** Start of ITEMS **

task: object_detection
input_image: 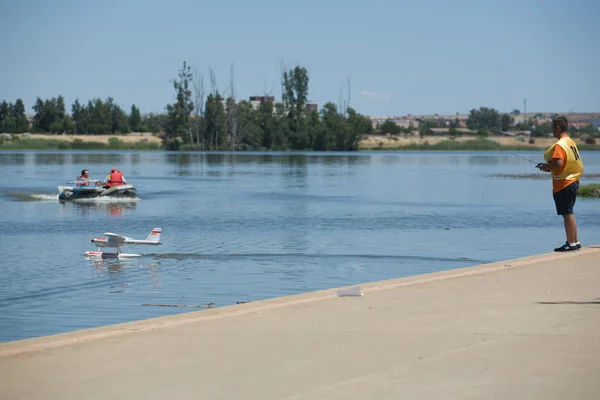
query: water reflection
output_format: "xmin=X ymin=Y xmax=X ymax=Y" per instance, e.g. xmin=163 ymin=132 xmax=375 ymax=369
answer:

** End of ITEMS **
** Start of ITEMS **

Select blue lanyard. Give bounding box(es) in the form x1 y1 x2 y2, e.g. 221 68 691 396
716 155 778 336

** End of ITEMS **

### GIVEN INSTRUCTION
Give as a JSON list of strings the lines of the material that begin at the line containing "Select blue lanyard." and stop after the line containing "716 155 778 336", one string per line, with blank lines left out.

### FULL OUTPUT
[
  "Select blue lanyard. Give bounding box(es) in the form x1 y1 x2 y2, e.g. 221 68 691 396",
  "716 155 778 336"
]